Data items
^^^^

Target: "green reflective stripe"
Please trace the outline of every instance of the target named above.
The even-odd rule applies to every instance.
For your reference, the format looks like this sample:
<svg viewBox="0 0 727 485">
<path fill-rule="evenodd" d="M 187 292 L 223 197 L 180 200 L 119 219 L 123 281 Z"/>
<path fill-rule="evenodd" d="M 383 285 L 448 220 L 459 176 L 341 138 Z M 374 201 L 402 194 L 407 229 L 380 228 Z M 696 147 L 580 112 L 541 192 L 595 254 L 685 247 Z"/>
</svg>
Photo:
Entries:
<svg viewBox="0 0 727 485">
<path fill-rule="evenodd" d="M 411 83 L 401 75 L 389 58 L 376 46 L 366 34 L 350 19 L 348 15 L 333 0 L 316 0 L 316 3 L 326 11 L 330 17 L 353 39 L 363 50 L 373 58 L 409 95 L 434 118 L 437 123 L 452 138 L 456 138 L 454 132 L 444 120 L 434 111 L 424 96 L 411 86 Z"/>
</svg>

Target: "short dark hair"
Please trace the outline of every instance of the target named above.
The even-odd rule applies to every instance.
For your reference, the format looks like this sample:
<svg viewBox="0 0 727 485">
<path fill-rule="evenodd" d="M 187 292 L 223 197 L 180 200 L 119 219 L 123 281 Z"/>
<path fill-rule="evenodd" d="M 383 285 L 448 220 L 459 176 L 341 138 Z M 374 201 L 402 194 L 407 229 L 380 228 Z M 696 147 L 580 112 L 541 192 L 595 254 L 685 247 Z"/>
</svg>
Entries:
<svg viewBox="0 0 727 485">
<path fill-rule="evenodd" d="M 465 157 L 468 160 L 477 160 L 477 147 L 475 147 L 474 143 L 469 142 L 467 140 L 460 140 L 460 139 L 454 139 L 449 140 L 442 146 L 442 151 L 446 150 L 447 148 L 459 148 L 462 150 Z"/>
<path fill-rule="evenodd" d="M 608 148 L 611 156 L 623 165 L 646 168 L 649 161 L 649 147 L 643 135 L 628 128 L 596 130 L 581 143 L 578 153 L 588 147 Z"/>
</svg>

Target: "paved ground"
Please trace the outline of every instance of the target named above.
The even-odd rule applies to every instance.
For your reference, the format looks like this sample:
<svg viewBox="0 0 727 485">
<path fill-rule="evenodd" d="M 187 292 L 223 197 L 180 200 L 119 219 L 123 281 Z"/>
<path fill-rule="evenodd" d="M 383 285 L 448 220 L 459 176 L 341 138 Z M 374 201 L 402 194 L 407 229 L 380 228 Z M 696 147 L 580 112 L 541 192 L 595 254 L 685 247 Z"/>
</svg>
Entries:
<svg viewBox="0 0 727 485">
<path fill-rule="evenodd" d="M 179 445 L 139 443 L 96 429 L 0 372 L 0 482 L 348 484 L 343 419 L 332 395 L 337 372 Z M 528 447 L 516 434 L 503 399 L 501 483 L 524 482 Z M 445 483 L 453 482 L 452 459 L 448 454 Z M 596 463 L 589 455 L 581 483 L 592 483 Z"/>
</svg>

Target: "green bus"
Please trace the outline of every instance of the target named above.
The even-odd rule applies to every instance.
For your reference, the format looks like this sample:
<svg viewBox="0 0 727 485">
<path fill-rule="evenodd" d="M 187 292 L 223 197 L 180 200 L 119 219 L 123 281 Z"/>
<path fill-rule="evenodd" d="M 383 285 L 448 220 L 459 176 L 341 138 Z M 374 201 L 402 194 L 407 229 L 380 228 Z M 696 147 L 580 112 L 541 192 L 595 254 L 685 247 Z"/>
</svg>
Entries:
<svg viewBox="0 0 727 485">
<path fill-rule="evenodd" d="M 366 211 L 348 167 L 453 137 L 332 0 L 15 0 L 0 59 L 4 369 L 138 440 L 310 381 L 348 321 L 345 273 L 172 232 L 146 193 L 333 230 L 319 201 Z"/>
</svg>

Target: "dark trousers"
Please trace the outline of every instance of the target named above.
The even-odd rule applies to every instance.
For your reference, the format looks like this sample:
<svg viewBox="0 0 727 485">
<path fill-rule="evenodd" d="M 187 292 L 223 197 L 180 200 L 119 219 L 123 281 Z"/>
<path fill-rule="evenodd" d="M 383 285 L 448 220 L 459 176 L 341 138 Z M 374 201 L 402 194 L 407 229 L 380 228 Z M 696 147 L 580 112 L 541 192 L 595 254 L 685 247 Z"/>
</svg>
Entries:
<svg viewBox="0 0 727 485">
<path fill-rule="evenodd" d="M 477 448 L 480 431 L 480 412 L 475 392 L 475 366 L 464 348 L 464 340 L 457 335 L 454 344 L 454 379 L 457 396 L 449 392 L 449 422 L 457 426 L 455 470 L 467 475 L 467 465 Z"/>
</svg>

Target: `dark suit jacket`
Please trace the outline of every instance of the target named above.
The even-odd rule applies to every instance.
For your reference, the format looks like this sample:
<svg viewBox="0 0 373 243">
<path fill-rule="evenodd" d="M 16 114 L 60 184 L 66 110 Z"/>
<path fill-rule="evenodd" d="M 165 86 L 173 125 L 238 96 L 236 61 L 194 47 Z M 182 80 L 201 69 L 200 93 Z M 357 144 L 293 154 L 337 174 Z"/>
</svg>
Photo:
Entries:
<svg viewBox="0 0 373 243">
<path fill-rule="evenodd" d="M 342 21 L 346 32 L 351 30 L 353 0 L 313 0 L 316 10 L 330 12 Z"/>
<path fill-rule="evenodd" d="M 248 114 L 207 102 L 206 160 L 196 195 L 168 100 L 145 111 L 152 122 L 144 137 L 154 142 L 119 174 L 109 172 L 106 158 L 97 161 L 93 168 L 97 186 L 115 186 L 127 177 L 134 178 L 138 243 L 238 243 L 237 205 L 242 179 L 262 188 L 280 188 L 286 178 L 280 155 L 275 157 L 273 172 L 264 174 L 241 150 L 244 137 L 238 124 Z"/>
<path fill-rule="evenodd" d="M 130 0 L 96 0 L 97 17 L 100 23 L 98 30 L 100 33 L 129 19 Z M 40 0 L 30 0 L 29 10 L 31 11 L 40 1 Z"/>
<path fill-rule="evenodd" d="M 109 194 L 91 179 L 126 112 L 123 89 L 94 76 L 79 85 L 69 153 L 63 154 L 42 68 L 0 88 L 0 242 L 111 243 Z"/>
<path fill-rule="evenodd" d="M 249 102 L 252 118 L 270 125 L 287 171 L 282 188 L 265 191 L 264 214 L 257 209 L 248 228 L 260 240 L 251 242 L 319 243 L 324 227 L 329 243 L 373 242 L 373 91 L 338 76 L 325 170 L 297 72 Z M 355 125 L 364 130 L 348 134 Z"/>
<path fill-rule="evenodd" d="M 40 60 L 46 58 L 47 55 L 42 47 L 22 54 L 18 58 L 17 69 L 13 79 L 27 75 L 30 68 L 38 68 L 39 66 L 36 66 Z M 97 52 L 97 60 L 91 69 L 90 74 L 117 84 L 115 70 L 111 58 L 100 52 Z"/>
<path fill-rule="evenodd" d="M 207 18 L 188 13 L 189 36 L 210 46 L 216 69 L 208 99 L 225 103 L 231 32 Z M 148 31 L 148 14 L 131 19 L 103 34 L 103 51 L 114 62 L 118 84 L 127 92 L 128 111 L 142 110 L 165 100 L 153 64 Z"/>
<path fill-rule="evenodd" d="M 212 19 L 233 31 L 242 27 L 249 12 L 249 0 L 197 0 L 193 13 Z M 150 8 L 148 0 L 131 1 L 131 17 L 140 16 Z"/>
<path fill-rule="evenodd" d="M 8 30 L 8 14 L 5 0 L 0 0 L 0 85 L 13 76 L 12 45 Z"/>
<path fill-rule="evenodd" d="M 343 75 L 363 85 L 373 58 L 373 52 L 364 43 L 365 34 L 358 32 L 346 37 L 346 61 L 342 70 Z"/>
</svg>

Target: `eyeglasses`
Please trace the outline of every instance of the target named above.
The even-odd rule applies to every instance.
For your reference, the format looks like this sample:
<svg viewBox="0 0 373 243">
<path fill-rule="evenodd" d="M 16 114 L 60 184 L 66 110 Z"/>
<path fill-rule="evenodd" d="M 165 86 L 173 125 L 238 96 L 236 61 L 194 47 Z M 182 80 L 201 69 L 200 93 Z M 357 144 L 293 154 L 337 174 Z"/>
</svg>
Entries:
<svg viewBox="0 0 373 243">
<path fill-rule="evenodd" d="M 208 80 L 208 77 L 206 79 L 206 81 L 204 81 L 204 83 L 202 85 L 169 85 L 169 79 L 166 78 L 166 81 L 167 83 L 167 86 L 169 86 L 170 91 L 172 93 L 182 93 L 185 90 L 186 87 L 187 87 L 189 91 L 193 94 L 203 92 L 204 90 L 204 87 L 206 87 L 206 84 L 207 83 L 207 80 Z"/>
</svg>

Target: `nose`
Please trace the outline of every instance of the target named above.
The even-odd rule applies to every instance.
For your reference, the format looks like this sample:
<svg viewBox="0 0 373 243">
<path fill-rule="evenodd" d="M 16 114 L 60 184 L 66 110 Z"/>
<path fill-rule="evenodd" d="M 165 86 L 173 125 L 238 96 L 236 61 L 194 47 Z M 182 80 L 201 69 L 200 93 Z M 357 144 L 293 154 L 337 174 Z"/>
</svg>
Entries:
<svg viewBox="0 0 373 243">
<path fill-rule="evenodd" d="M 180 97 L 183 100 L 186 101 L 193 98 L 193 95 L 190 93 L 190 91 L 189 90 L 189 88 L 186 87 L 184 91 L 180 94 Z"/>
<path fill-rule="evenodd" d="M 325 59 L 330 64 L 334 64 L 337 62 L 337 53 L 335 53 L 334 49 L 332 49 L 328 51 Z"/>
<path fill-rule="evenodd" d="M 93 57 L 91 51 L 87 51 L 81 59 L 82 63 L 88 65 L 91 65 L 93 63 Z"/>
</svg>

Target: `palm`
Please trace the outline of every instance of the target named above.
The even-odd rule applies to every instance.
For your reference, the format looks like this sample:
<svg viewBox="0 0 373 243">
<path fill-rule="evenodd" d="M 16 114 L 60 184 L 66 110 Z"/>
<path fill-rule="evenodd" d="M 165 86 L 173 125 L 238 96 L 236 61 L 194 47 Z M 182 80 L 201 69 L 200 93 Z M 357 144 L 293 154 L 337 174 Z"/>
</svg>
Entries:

^^^^

### EXERCISE
Please locate each line in the rows above that contains the word "green" and copy those lines.

### WRITTEN REPLY
Target: "green reflective stripe"
Target: "green bus"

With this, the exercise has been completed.